Exercise directions: Put every line of the listing below into a Markdown table with the columns Number and Line, leaving out blank lines.
--- --- ---
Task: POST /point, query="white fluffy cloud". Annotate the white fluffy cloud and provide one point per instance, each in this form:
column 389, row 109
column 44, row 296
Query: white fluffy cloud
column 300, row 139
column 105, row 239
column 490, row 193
--- --- ---
Exercise answer:
| Number | Line |
|---|---|
| 1 | Task: POST /point, query="white fluffy cloud". Annotate the white fluffy cloud and provide one point per instance, each in this form: |
| 2 | column 389, row 109 |
| 3 | column 44, row 296 |
| 4 | Query: white fluffy cloud |
| 5 | column 300, row 139 |
| 6 | column 105, row 239 |
| 7 | column 490, row 193 |